5 sept 2022

Artist Michael Heizer unveils a colossal city-sized work in the American desert

A leading figure in land art, American artist Michael Heizer has just unveiled a monumental sculpture-city in the Nevada desert, started in the early 1970s and recently completed. On 2nd September, this exceptional two-kilometre long work, entitled City, will open to the public, who will be able to walk through it at leisure. A first in the history of art.

© Michael Heizer. Courtesy Triple Aught Foundation. Photo: Ben Blackwell

In 1972, the American artist Michael Heizer came up with a crazy idea: to found his own city in the middle of a desert in the west of the United States. The then 28-year-old artist imagined a complex at the crossroads of a science-fiction film set and the ancient city of a lost civilisation like the Incas, composed of geometric sculptures scattered across the vast, arid and completely empty land of the state of Nevada. A leading figure in land art, Michael Heizer continues with this new project to drive this movement that emerged in the 1960s, in which artists make nature the source and often the setting for their creations, using its raw material and drawing inspiration from its organic forms, to the point of producing site-specific installations in forests, mountains, expanses of water or deserts. But at the time, he had no idea that this project would occupy him for half a century. Entitled City, the sculpture-city has just been completed and will open to the public on 2nd September, fifty years after the idea first took seed in the American’s mind.

45°, 90°, 180°, City © Michael Heizer. Courtesy of Triple Aught Foundation. Photo: Ben Blackwell

Though the City project stands out for its audacity and outrageous ambition, it stems from the research initiated by Michael Heizer since the late 1960s. At the time, the artist began to draw his inspiration and his main materials from the rocks of the Nevada desert: bolstered by his success, the American decided to leave downtown New York, where he had been working until then, to explore the western plains of the state where he was originally from. In 1967 he designed North, East, West and South, four sculptures made from the rocks of the Sierra Nevada, which marks the border between California to the east and Nevada to the west: the artist exhibited these raw pieces to evoke the landscape which they hailed from. Between 1969 and 1970, he continued his research in the southern Nevada desert where he cut a mesa (a flat-topped elevation visible in certain desert landscapes) in two. Requiring the displacement of 240,000 tons of rock, this work, entitled Double Negative, is one of the first traces the artist left in this dry, rocky territory.

* DATA LINES:

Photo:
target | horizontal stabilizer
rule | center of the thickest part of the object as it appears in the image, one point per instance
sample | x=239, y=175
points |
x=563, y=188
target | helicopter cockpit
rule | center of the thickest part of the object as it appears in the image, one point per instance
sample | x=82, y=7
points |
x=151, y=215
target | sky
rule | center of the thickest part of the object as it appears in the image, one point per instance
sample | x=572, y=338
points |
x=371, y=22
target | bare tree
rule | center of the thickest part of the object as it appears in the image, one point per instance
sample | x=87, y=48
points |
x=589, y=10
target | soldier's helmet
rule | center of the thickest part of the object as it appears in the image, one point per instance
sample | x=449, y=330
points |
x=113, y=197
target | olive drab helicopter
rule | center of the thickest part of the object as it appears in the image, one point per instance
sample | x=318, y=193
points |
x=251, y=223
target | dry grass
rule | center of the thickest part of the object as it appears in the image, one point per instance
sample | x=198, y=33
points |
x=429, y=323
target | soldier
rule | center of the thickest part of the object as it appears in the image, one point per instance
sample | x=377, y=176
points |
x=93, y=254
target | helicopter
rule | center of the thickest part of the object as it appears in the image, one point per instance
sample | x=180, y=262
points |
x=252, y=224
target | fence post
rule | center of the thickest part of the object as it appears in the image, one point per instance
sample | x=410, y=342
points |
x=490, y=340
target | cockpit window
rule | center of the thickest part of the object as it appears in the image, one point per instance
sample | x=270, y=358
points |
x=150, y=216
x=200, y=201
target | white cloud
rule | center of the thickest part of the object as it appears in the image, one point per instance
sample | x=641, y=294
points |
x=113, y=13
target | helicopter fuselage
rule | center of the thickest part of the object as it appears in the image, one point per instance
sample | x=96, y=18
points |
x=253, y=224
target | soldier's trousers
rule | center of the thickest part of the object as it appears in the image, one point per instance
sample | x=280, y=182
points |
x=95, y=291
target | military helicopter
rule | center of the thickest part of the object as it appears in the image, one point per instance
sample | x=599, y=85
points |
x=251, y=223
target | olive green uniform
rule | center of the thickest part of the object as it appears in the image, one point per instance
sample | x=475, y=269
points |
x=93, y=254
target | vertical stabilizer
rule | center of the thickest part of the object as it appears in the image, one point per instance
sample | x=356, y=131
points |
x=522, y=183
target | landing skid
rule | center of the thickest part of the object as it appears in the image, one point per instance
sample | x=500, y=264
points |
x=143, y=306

* GIVEN REQUEST 1: In the article on Michael Heizer's City, how many tons of rock had to be displaced to make Double Negative?
* GIVEN REQUEST 2: Please copy the passage from the Michael Heizer article word for word, starting with "Artist Michael Heizer unveils" and going on through "history of art.".

* COMPLETE OUTPUT 1: 240,000 tons.

* COMPLETE OUTPUT 2:
Artist Michael Heizer unveils a colossal city-sized work in the American desert

A leading figure in land art, American artist Michael Heizer has just unveiled a monumental sculpture-city in the Nevada desert, started in the early 1970s and recently completed. On 2nd September, this exceptional two-kilometre long work, entitled City, will open to the public, who will be able to walk through it at leisure. A first in the history of art.